EXTRAIT DU TEXTE:
▼
Une catastrophe minière secoue l’est de la République démocratique du Congo, où un effondrement dans la mine de coltan de Rubaya a fait au moins 200 morts, selon le gouvernement congolais. La catastrophe s’est produite mardi 4 mars dans cette région contrôlée par le groupe rebelle M23, connu pour ses activités dans la zone.
Cependant, le groupe rebelle conteste ce bilan, affirmant que l’incident résulte de bombardements et que seulement cinq personnes ont péri. Fanny Kaj, responsable de M23, a déclaré qu’aucun glissement de terrain n’avait eu lieu, rejetant les chiffres officiels.
Ibrahim Taluseke, mineur sur place, a indiqué avoir retrouvé plus de 200 corps, dénonçant la réticence des propriétaires à révéler le vrai nombre de victimes. La région de Rubaya, riche en coltan, est au cœur d’un conflit de longue durée entre groupes armés et forces gouvernementales, exacerbant une crise humanitaire majeure.
Ce site stratégique, contrôlé par M23 depuis mai 2024, génère des revenus importants grâce aux taxes sur le coltan, vital pour la fabrication de smartphones et d’avions. La violence persiste dans cette région, malgré un récent accord de paix.
▲
DONNÉES ENREGISTRÉES:
▼
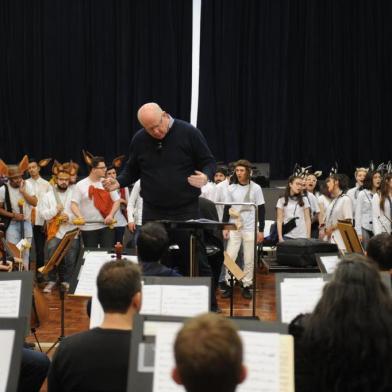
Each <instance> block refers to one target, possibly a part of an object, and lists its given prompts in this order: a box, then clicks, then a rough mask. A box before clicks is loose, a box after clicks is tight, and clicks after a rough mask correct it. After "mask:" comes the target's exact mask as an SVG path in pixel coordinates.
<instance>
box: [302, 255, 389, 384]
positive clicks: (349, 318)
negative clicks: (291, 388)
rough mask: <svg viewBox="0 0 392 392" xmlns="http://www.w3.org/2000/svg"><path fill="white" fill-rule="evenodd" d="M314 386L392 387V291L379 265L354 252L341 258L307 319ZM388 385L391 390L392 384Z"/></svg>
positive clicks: (304, 357)
mask: <svg viewBox="0 0 392 392" xmlns="http://www.w3.org/2000/svg"><path fill="white" fill-rule="evenodd" d="M303 343H304V358H306V360H307V361H308V366H310V367H311V368H312V371H313V376H314V379H313V383H314V385H313V388H312V389H313V390H318V391H376V390H379V391H380V390H384V389H378V386H380V385H384V386H385V385H387V386H388V388H392V372H390V368H389V365H386V364H389V363H391V361H392V297H391V294H390V292H389V290H388V289H387V287H386V286H385V285H384V283H383V282H382V281H381V276H380V273H379V271H378V269H377V268H376V266H375V265H374V264H373V263H371V262H369V260H368V259H367V258H366V257H364V256H361V255H358V254H352V255H348V256H346V257H344V258H343V260H342V261H341V262H340V263H339V265H338V267H337V269H336V271H335V273H334V275H333V278H332V280H331V281H330V282H329V283H327V284H326V285H325V286H324V290H323V294H322V297H321V299H320V301H319V302H318V304H317V306H316V308H315V310H314V312H313V313H312V314H311V315H310V316H309V318H308V319H307V322H306V324H305V332H304V338H303ZM388 388H387V389H385V390H388Z"/></svg>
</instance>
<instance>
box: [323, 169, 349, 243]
mask: <svg viewBox="0 0 392 392" xmlns="http://www.w3.org/2000/svg"><path fill="white" fill-rule="evenodd" d="M326 184H327V189H328V193H329V194H330V195H331V197H332V199H333V200H332V202H331V204H329V206H328V208H327V210H326V212H325V218H324V219H325V221H324V225H325V226H324V233H321V236H322V237H323V238H324V239H325V240H327V241H329V242H332V243H336V244H337V245H338V247H339V248H340V249H345V246H344V242H343V239H342V237H341V235H340V232H339V230H338V226H337V224H338V221H346V222H350V223H352V221H353V211H352V204H351V200H350V198H349V197H348V196H347V195H346V190H347V187H348V178H347V176H346V175H345V174H338V173H332V174H330V175H329V177H328V178H327V179H326Z"/></svg>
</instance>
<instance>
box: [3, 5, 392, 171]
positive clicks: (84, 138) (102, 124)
mask: <svg viewBox="0 0 392 392" xmlns="http://www.w3.org/2000/svg"><path fill="white" fill-rule="evenodd" d="M201 17H202V22H201V49H200V85H199V88H200V93H199V113H198V125H199V127H200V129H201V130H202V131H203V133H204V134H205V136H206V138H207V139H208V141H209V144H210V146H211V148H212V150H213V152H214V154H215V155H216V157H217V159H218V160H233V159H237V158H240V157H246V158H248V159H250V160H252V161H258V162H270V163H271V172H272V176H273V177H285V176H287V175H288V174H289V173H290V171H291V169H292V167H293V165H294V163H295V162H296V161H299V162H300V163H302V164H304V165H307V164H312V163H313V164H315V168H316V169H323V170H327V169H329V168H330V166H331V165H332V163H333V162H334V161H335V160H337V161H338V162H339V163H340V167H341V168H342V170H344V171H349V172H351V171H352V170H353V168H354V167H355V166H356V165H363V164H367V162H368V160H370V159H373V160H375V161H377V162H379V161H382V160H383V161H386V160H389V159H390V158H392V156H391V155H392V154H391V153H390V151H391V148H390V146H391V143H392V131H391V130H392V110H391V107H392V83H391V79H392V77H391V72H392V61H391V53H392V45H391V42H392V23H391V20H392V3H391V2H390V1H374V0H347V1H339V0H247V1H243V0H242V1H241V0H237V1H234V0H204V1H203V2H202V15H201ZM191 60H192V1H191V0H161V1H157V0H135V1H131V0H127V1H125V0H116V1H108V0H67V1H64V0H34V1H28V0H3V1H1V2H0V156H1V158H3V159H4V160H6V161H8V162H15V161H17V160H19V159H20V157H21V156H22V154H23V153H25V152H27V153H31V155H34V156H35V157H37V158H42V157H48V156H51V157H55V158H57V159H58V160H68V159H70V158H73V159H74V160H76V161H80V160H81V154H80V150H81V149H82V148H87V149H88V150H89V151H91V152H92V153H94V154H102V155H105V156H106V157H107V159H108V160H109V159H111V158H113V157H114V156H116V155H119V154H120V153H126V152H127V146H128V144H129V141H130V138H131V136H132V134H133V133H134V131H135V130H136V129H137V121H136V110H137V108H138V106H140V104H142V103H144V102H146V101H150V100H154V101H157V102H159V103H160V104H161V105H162V107H163V108H164V109H166V110H167V111H168V112H170V113H171V114H172V115H174V116H177V117H180V118H183V119H185V120H189V113H190V105H191V101H190V96H191V73H192V69H191Z"/></svg>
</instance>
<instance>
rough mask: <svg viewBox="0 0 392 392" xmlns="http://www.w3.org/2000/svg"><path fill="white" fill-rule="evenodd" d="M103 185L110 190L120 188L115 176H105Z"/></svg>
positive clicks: (117, 181) (107, 188)
mask: <svg viewBox="0 0 392 392" xmlns="http://www.w3.org/2000/svg"><path fill="white" fill-rule="evenodd" d="M102 185H103V187H104V188H105V190H107V191H108V192H111V191H115V190H116V189H119V188H120V184H119V183H118V181H117V180H115V179H114V178H105V179H103V180H102Z"/></svg>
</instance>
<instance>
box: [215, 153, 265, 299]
mask: <svg viewBox="0 0 392 392" xmlns="http://www.w3.org/2000/svg"><path fill="white" fill-rule="evenodd" d="M250 177H251V163H250V162H249V161H247V160H245V159H241V160H239V161H238V162H236V164H235V178H234V181H233V184H231V185H229V187H228V189H227V200H226V201H227V202H228V203H233V204H232V205H233V207H232V209H230V206H226V207H225V212H224V217H223V220H224V221H227V220H228V219H229V214H230V212H231V215H232V216H231V217H230V222H231V223H237V224H240V226H241V227H240V228H239V229H238V230H231V231H228V230H224V231H223V236H224V238H225V239H228V243H227V249H226V252H227V253H228V254H229V256H230V257H231V259H232V260H235V259H236V258H237V254H238V251H239V249H240V246H241V244H242V246H243V251H244V272H245V273H246V276H245V277H244V279H243V281H242V284H243V287H242V296H243V297H244V298H246V299H251V298H252V293H251V291H250V287H251V285H252V283H253V270H254V256H255V255H254V245H255V243H254V230H255V223H256V222H255V211H254V207H253V206H239V205H235V202H240V203H242V202H245V203H254V204H256V205H257V209H258V211H257V212H258V221H259V222H258V231H257V243H260V242H262V241H263V239H264V223H265V206H264V203H265V202H264V196H263V191H262V189H261V187H260V186H259V185H258V184H256V183H255V182H253V181H251V179H250ZM229 210H230V211H229ZM233 212H234V213H233ZM234 215H239V218H236V217H234ZM228 279H229V275H228V273H227V275H226V280H227V281H228ZM230 290H231V289H230V288H229V289H227V290H226V291H225V292H224V293H223V295H222V296H223V297H228V296H230V294H231V292H230Z"/></svg>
▲
TÂCHE 1:
Dans l'extrait sur la mine de Rubaya, reprenez s'il vous plaît le passage en commençant à « Cependant, le groupe » et en terminant à « crise humanitaire majeure. », en substituant « travailleur » à « mineur ».
TÂCHE 2:
D'après l'extrait sur la mine de Rubaya, depuis quand le M23 contrôle-t-il ce site ?

RÉPONSE RÉDIGÉE 1:
Cependant, le groupe rebelle conteste ce bilan, affirmant que l’incident résulte de bombardements et que seulement cinq personnes ont péri. Fanny Kaj, responsable de M23, a déclaré qu’aucun glissement de terrain n’avait eu lieu, rejetant les chiffres officiels.
Ibrahim Taluseke, travailleur sur place, a indiqué avoir retrouvé plus de 200 corps, dénonçant la réticence des propriétaires à révéler le vrai nombre de victimes. La région de Rubaya, riche en coltan, est au cœur d’un conflit de longue durée entre groupes armés et forces gouvernementales, exacerbant une crise humanitaire majeure.

RÉPONSE RÉDIGÉE 2:
Depuis mai 2024.